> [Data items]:
--- start ---
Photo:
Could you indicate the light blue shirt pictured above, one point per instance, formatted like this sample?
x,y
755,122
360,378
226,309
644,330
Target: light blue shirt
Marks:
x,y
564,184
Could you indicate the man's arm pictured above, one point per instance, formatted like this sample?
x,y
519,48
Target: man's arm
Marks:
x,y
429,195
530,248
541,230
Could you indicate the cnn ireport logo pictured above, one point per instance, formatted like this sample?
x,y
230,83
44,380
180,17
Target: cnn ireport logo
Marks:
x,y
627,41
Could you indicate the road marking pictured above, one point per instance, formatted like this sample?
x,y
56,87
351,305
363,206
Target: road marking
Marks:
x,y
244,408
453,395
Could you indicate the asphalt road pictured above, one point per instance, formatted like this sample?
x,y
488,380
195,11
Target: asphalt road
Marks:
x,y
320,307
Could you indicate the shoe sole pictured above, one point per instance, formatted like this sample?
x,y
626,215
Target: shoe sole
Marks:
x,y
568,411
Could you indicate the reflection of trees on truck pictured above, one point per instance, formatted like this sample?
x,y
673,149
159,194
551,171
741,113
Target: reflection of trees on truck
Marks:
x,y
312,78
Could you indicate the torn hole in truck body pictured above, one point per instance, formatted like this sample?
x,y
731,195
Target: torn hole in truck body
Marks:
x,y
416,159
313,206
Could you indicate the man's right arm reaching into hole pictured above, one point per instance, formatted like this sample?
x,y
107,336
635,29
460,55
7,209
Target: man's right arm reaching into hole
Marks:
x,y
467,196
--- end ---
--- start ---
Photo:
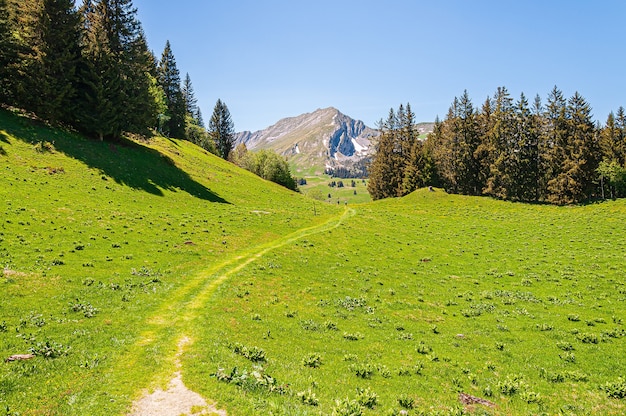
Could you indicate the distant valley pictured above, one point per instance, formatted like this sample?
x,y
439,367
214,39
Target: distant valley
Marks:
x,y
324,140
--- end ---
--- start ---
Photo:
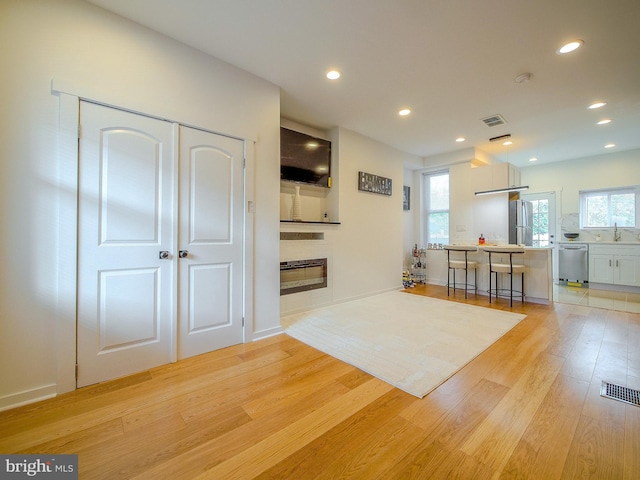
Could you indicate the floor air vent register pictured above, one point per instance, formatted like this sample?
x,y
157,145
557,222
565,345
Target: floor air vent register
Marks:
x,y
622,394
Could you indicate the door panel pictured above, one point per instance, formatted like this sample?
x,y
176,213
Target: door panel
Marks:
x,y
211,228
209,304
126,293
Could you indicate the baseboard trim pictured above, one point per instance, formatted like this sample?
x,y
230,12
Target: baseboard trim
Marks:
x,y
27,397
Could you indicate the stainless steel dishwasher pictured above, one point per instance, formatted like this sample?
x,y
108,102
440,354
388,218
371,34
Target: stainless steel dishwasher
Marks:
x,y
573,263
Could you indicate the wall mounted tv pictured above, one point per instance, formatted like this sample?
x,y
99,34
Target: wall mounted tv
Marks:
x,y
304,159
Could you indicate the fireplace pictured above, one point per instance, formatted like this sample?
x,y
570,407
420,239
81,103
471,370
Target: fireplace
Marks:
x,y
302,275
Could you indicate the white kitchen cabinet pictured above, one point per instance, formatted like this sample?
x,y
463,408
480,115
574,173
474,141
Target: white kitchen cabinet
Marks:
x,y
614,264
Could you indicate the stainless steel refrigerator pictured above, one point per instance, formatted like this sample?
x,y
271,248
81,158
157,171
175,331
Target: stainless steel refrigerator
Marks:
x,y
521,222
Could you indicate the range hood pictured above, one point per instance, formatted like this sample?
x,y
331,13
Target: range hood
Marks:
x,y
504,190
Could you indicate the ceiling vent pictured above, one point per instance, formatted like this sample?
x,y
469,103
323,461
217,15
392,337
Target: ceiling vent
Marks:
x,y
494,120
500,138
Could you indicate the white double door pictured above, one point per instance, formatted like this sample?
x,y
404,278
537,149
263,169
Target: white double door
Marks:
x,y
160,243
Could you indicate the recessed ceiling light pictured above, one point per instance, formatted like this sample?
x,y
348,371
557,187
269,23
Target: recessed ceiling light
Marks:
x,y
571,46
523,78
--- end ---
> [Task]: List each line above that contains the string "into" and copy it in full. Only matches with the same capitalization count.

> [Result of this task]:
Could you indicate the man's right arm reaching into hole pictured above, one point per instance, formatted like this sample?
Target: man's right arm reaching into hole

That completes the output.